---------- Entries supplied
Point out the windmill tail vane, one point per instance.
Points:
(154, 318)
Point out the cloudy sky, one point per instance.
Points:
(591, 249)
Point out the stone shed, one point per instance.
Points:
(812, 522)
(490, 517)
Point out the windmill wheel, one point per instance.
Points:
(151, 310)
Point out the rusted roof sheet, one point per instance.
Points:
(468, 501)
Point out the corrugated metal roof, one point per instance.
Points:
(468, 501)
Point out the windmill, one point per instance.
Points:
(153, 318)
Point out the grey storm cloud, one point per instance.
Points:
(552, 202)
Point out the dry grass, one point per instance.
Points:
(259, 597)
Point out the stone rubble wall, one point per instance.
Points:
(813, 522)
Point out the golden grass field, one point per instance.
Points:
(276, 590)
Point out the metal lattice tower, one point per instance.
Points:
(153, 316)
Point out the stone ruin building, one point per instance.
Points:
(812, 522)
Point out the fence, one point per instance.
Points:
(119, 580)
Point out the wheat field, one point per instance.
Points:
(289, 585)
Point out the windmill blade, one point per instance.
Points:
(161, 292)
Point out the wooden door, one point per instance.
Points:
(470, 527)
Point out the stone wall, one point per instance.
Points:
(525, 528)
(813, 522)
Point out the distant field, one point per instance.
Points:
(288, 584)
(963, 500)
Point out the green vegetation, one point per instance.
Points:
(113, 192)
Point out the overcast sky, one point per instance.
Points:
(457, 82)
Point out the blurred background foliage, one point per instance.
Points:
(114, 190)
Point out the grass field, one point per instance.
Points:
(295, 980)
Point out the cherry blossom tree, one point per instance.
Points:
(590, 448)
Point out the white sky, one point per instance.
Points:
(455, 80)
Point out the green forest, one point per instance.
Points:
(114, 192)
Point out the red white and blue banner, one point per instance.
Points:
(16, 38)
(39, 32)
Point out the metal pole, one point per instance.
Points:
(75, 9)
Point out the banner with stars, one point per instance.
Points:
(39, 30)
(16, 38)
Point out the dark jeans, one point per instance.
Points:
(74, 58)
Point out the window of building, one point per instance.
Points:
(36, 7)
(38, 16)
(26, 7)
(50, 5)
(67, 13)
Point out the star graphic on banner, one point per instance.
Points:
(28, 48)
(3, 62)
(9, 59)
--------------------
— Task instructions —
Turn the lines of the records, from the line containing "Point out the windmill blade, one" through the end of the records, into a JSON list of strings, one string per line, leaving out any blank lines.

— Response to this exercise —
[
  "Point out the windmill blade, one point per instance.",
  "Points:",
  "(161, 292)",
  "Point out the wooden door, one point per instance.",
  "Points:",
  "(470, 527)",
  "Point out the stone wall, one point per instance.",
  "Points:",
  "(525, 528)",
  "(813, 522)",
  "Point out the distant field, one point per instance.",
  "Points:",
  "(288, 584)",
  "(963, 500)",
  "Point out the green vegetation, one point per instance.",
  "Points:",
  "(113, 192)",
  "Point out the overcast sky, one point per instance.",
  "Points:",
  "(457, 82)",
  "Point out the blurred background foliage, one point per instance.",
  "Points:",
  "(114, 190)",
  "Point out the grass field, one point per instance.",
  "Points:",
  "(295, 980)",
  "Point out the cherry blossom tree, one point per instance.",
  "Points:",
  "(590, 448)",
  "Point out the white sky, one point per instance.",
  "Points:",
  "(455, 80)",
  "Point out the green forest, one point per instance.",
  "Points:",
  "(114, 192)",
  "Point out the red white and blue banner, one point per instance.",
  "Points:",
  "(16, 38)",
  "(39, 32)",
  "Point out the metal pole, one point per instance.",
  "Points:",
  "(75, 9)",
  "Point out the banner with stars, one point per instance.",
  "Points:",
  "(39, 30)",
  "(16, 38)",
  "Point out the dark jeans, one point per instance.",
  "Points:",
  "(74, 58)",
  "Point out the window of building, one point per instance.",
  "Points:",
  "(36, 7)",
  "(38, 16)",
  "(26, 7)",
  "(50, 5)",
  "(67, 13)",
  "Point out the star graphic on banner, one point per instance.",
  "Points:",
  "(28, 48)",
  "(3, 62)",
  "(9, 59)"
]